◆ Aim of the task ◆
In your copy, include every line of the listing below exactly but none of the pictures.

[Object location annotation data]
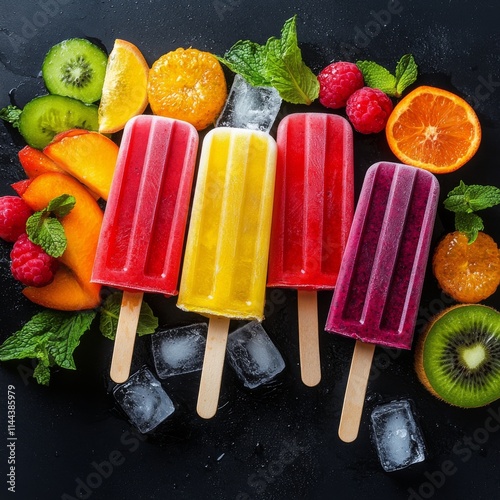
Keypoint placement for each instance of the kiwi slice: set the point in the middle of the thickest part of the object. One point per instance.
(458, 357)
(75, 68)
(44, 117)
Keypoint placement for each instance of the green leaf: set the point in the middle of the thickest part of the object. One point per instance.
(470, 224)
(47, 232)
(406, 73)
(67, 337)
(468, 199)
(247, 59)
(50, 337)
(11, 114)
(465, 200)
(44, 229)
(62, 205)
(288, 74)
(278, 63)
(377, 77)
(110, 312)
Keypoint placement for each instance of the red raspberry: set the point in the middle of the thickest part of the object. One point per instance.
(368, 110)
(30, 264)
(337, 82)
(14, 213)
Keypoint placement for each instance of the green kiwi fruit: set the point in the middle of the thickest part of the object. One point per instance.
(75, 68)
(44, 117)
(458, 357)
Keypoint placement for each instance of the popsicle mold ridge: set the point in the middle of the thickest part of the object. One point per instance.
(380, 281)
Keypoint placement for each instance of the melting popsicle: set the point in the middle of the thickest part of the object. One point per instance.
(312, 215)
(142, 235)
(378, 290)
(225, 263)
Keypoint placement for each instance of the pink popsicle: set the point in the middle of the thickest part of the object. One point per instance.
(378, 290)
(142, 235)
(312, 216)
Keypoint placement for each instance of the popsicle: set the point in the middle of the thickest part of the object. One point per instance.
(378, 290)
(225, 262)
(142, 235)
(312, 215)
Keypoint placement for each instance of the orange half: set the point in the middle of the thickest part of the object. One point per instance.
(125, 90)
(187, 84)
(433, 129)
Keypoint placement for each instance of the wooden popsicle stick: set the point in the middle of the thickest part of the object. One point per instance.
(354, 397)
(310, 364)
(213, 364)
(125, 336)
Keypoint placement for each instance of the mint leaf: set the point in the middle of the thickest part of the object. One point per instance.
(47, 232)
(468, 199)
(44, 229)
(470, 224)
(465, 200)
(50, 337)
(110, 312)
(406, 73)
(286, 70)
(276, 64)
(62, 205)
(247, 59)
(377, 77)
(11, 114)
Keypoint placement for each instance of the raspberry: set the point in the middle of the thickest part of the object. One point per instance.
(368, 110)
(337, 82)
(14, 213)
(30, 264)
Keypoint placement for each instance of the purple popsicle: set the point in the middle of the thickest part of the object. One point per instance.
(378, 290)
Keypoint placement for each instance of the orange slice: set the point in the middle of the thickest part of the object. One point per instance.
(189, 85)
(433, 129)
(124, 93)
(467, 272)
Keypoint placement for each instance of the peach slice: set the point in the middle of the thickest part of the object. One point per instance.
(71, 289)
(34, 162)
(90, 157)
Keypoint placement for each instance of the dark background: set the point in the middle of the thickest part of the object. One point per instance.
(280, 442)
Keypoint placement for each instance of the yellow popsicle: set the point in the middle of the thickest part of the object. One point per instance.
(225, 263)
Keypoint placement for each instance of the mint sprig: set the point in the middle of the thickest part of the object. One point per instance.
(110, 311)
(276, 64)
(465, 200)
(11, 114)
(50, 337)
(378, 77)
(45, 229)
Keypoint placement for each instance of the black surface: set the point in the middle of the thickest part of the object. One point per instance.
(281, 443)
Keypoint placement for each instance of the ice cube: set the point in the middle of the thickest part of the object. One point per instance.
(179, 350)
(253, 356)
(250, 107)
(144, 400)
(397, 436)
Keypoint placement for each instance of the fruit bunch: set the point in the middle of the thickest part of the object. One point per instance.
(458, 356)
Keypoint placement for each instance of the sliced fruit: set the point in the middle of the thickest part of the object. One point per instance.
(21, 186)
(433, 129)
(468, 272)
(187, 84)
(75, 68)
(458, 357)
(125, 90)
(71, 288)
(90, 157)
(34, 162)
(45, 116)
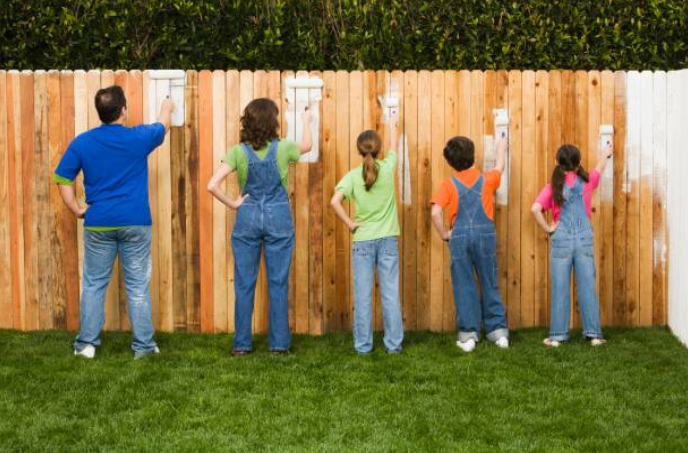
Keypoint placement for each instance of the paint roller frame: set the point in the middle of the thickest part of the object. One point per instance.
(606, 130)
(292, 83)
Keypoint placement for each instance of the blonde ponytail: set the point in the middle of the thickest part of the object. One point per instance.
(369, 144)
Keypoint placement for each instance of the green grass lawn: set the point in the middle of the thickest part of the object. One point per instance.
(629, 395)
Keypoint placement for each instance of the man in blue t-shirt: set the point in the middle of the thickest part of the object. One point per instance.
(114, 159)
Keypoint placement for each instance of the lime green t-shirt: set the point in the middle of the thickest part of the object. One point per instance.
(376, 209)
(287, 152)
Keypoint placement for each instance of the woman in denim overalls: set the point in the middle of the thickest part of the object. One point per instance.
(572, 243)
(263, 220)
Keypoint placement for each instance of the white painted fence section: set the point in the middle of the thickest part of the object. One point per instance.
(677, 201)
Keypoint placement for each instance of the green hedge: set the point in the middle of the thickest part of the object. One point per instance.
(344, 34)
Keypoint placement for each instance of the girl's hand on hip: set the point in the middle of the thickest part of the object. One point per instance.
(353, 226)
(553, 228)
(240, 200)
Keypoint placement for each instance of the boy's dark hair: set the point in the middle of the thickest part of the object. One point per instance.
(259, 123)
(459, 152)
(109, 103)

◆ Response ◆
Keypoint placement for each instance of the kiwi slice: set the point in the middle of the thickest part of the object. One point per instance.
(458, 357)
(75, 68)
(44, 117)
Keypoint placement for each instance of the green leaf: set the point in the middle of the thickest part of the object. One point per instance.
(470, 224)
(47, 232)
(406, 73)
(67, 337)
(468, 199)
(247, 59)
(50, 337)
(11, 114)
(465, 200)
(44, 229)
(62, 205)
(288, 74)
(278, 63)
(377, 77)
(110, 312)
Keypoint placement for each instance of the red raspberry: set the point in the middle of the thickest part of the object. One point per instance.
(368, 110)
(30, 264)
(337, 82)
(14, 213)
Keypoint placement for each instance of the green kiwi fruit: set the point in the middle of the thickest part of the object. One point per instance.
(75, 68)
(44, 117)
(458, 357)
Keypoint placement for each instance of the popsicle mold ridge: set the point in the middle of the thickest part of the object. One point per instance.
(380, 281)
Keypoint placement for each instance of the melting popsicle: set the point in the middle of the thickest part of the object. One point per instance.
(312, 215)
(142, 235)
(378, 290)
(225, 263)
Keypoint placement for each instance of the pink popsicle: set the point in the middle of the thickest part of the object. One point per instance.
(378, 290)
(142, 235)
(312, 216)
Keypoint placement for each instance of the popsicle: set the point in the middle of the thickest part of the object. One point per instance.
(378, 290)
(225, 262)
(142, 235)
(312, 215)
Keypoint placement for each instance of the orange half: set the point in the middle of the thickest part of the object. One point per instance.
(125, 90)
(187, 84)
(433, 129)
Keypoint placement for each instance of the wooden popsicle stick: set the point in the middle of the thickest part of the object. One point per instance.
(354, 397)
(310, 364)
(213, 364)
(125, 336)
Keypoint placement for each instance of the mint leaf: set the point in the middle of the thickest part of the object. One point per instance.
(47, 232)
(468, 199)
(44, 229)
(470, 224)
(465, 200)
(50, 337)
(110, 312)
(406, 73)
(286, 70)
(276, 64)
(62, 205)
(247, 59)
(377, 77)
(11, 114)
Keypoint placement for each instance of the raspberry: set the point in the middle of the thickest part of the object. One point per instance.
(368, 110)
(337, 82)
(14, 213)
(30, 264)
Keypoint placement for each instance of the purple popsicle: set the point in the middle of the thickest part of the object. One point per instance.
(378, 290)
Keypoint placement for each instance of the orange slice: set the point in the middle of the thickest part of the object. One point per instance.
(189, 85)
(433, 129)
(124, 93)
(467, 272)
Keypoint placement for each instance of the peach slice: set the point in the middle of the thickest part of the object. One point per instance.
(71, 289)
(34, 162)
(90, 157)
Keypoint placement for each instance of the dark background: set the point in the middle of the thickest part of the object. One point per instance.
(280, 442)
Keypoint placement for each instance of the yellow popsicle: set the point in the middle of the thickest part of the object. One point per instance.
(225, 263)
Keypoint placement for each instance of the mint sprig: set the point in the middle of the thickest part of the object. One point per instance.
(110, 311)
(276, 64)
(465, 200)
(11, 114)
(50, 337)
(378, 77)
(45, 229)
Keypoint placement for each instance of the black surface: set the point in the middle of the thickest part of the object. One point per instance.
(281, 443)
Keypoint placement for each instance of the ice cube: set the point in the middle of the thickest part of the object. One point per instance.
(179, 350)
(253, 356)
(250, 107)
(144, 400)
(397, 436)
Keypoint placement for each instance of the fruit bunch: set the point in the middle of the thickest part of the object. One point per instance.
(458, 356)
Keypoint placement for each instance of the sliced fruit: set the point in the middle of the thickest part of the object. One point per instance.
(21, 186)
(433, 129)
(468, 272)
(187, 84)
(75, 68)
(458, 357)
(125, 90)
(71, 288)
(90, 157)
(34, 162)
(45, 116)
Keypoint placement for each instance of the paint roller frame: set the point in the middle of the thickest part of the object. One point per instance.
(606, 130)
(292, 83)
Keypoint placement for each instance of the blonde ponytail: set the point in the middle of the thickest part of the object. One point per instance.
(369, 144)
Keypoint placement for each instance of the green grass lawn: set the point in the middle of the thickest part of the object. One point per instance.
(629, 395)
Keypoint placement for each instance of the man in blue t-shirt: set the point in the middle of the thickest part of the object. One point per instance.
(114, 159)
Keypoint placement for each instance of the lime green t-shirt: set the point in the middle of the thickest part of the object. One point per instance.
(376, 209)
(287, 152)
Keypoint placement for each instance of the woman in denim overalls: set the point in the middle of the thickest part of the object. One point per instance.
(572, 243)
(263, 220)
Keypoint placement for each instance of the white painted fence section: set the point in the middle of the thickest part of the object. One point per instance.
(677, 201)
Keypoint placement for each instance of the green hedge: set the point in the middle of the thickest part of the object. One point per instance.
(344, 34)
Keypoint placement for each instance of the girl's hand on hip: set the point in the middle of the thickest part of the object. One point per instance.
(353, 226)
(553, 228)
(240, 200)
Keypoint placement for each instance of the boy's dark hair: set the point in the middle of the thickest part of the object. One point per instance.
(259, 123)
(459, 152)
(109, 103)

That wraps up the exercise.